* Exercise data *
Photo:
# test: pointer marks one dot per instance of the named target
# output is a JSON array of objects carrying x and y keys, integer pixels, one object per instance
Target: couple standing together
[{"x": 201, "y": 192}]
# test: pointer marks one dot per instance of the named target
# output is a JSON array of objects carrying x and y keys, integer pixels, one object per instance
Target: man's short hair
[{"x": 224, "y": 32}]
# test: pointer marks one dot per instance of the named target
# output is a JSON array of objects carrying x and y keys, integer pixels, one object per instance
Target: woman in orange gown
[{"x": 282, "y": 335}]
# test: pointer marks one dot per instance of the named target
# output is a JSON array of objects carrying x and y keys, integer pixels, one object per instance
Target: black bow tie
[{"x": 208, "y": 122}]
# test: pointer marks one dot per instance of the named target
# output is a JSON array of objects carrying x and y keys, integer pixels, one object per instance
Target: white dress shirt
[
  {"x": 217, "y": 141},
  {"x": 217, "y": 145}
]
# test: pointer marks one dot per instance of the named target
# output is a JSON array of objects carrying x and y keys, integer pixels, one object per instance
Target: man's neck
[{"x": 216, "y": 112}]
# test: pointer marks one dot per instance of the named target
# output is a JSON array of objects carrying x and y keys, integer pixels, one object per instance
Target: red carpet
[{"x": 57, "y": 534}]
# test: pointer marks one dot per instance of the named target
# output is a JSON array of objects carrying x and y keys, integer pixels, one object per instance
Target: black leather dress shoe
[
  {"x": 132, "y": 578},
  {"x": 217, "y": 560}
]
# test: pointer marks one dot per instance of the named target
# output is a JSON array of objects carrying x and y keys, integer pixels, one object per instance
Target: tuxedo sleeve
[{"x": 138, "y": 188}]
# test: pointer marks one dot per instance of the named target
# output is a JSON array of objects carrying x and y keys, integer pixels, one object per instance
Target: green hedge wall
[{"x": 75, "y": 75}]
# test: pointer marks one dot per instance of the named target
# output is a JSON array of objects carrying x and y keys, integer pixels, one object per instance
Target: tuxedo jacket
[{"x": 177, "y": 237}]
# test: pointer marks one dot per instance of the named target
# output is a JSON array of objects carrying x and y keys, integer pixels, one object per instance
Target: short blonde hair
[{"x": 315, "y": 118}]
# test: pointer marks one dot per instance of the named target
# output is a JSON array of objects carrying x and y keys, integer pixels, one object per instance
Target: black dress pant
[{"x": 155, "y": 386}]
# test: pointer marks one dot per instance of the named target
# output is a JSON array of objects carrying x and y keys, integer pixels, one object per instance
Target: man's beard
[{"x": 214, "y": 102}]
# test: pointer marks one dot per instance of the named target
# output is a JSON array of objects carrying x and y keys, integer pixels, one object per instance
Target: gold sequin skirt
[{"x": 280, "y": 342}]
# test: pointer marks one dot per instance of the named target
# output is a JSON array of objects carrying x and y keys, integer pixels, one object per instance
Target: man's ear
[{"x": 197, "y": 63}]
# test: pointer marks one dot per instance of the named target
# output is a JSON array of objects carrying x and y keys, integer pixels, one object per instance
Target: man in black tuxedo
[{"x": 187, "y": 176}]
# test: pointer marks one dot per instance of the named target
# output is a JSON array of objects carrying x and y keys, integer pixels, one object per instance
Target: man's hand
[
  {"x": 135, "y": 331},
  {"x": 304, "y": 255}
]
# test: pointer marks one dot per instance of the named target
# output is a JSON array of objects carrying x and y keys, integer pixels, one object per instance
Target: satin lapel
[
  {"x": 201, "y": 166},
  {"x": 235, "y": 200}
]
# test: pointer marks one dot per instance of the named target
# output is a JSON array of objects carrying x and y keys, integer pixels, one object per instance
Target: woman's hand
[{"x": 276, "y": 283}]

* Task goal *
Exactly and without omission, set down every entry.

* Exercise solution *
Photo:
# test: pointer marks one dot per instance of the named target
# output is a JSON array of objects carrying x and y keys, integer pixels, one object per instance
Target: couple standing together
[{"x": 201, "y": 192}]
# test: pointer marks one dot per instance of the named target
# output is a JSON array of objects carrying x and y keys, integer pixels, one object per instance
Target: man's short hair
[{"x": 224, "y": 32}]
# test: pointer marks one dot per instance of the named target
# output is a JSON array of objects carrying x and y keys, integer pixels, one object per instance
Target: woman in orange gown
[{"x": 282, "y": 335}]
# test: pointer marks one dot per instance of the named target
# output is a JSON array of objects carrying x and y keys, integer pixels, one object per instance
Target: black bow tie
[{"x": 208, "y": 122}]
# test: pointer marks one dot per instance of the named target
# output is a JSON array of objects carrying x and y keys, integer pixels, one object per instance
Target: white dress shirt
[
  {"x": 217, "y": 141},
  {"x": 217, "y": 145}
]
# test: pointer marks one dot per instance of the named target
# output is a JSON array of objects carrying x and y keys, integer pixels, one object per instance
Target: man's neck
[{"x": 216, "y": 112}]
# test: pointer marks one dot per instance of the named target
# output is a JSON array of objects carrying x and y keys, integer pixels, one object per instance
Target: red carpet
[{"x": 57, "y": 534}]
# test: pointer marks one dot per instance of the named target
# output is a JSON array of objects carrying x and y keys, integer pixels, one object per instance
Target: black leather dress shoe
[
  {"x": 132, "y": 578},
  {"x": 217, "y": 560}
]
# test: pointer marks one dot per instance of the named target
# output is a JSON array of objects carrying x and y keys, integer pixels, one object per instance
Target: tuxedo sleeve
[{"x": 138, "y": 188}]
# test: pointer marks one dot per instance of the named target
# output is a JSON array of objects carrying x and y keys, integer pixels, one object per instance
Target: green hedge wall
[{"x": 75, "y": 75}]
# test: pointer marks one dot per instance of the named target
# output is a JSON array of objects carrying x and y keys, integer pixels, one object per instance
Target: tuxedo jacket
[{"x": 177, "y": 237}]
# test: pointer marks one dot per instance of the named target
# output is a JSON array of objects carrying x and y keys, integer pixels, one object per instance
Target: short blonde hair
[{"x": 315, "y": 118}]
# test: pointer marks one dot per instance of the named target
# output is a JSON array of objects carrying x and y keys, integer pixels, one object per instance
Target: black dress pant
[{"x": 155, "y": 386}]
# test: pointer marks one dot per instance of the named target
# output is a JSON array of objects carrying x and y keys, integer pixels, one object per instance
Target: man's beard
[{"x": 214, "y": 102}]
# test: pointer marks one dot per instance of the named target
# output is a JSON array of objects carrying x and y keys, integer pixels, one object per instance
Target: gold sequin skirt
[{"x": 280, "y": 342}]
# test: pointer marks one dot per instance of the named target
# output is a JSON array of objects carrying x and y keys, integer pixels, one object per instance
Target: man's ear
[{"x": 197, "y": 63}]
# test: pointer marks one dot per instance of the named target
# output is a JSON array of objects carrying x and y keys, integer pixels, one object per instance
Target: man in black tuxedo
[{"x": 187, "y": 176}]
# test: pointer marks one dot per instance of the named target
# output is a JSON array of objects carrying x and y keys, integer pixels, one object per instance
Target: man's hand
[
  {"x": 135, "y": 331},
  {"x": 304, "y": 255}
]
# test: pointer marks one dot per instance of the named target
# output is a JSON array of objects carrying x and y keys, integer pixels, one object per instance
Target: satin lapel
[
  {"x": 201, "y": 166},
  {"x": 235, "y": 200}
]
# test: pointer marks one dot per instance of the named target
# output is a JSON array of objects carrying x and y keys, integer pixels, one object per instance
Target: woman's hand
[{"x": 276, "y": 283}]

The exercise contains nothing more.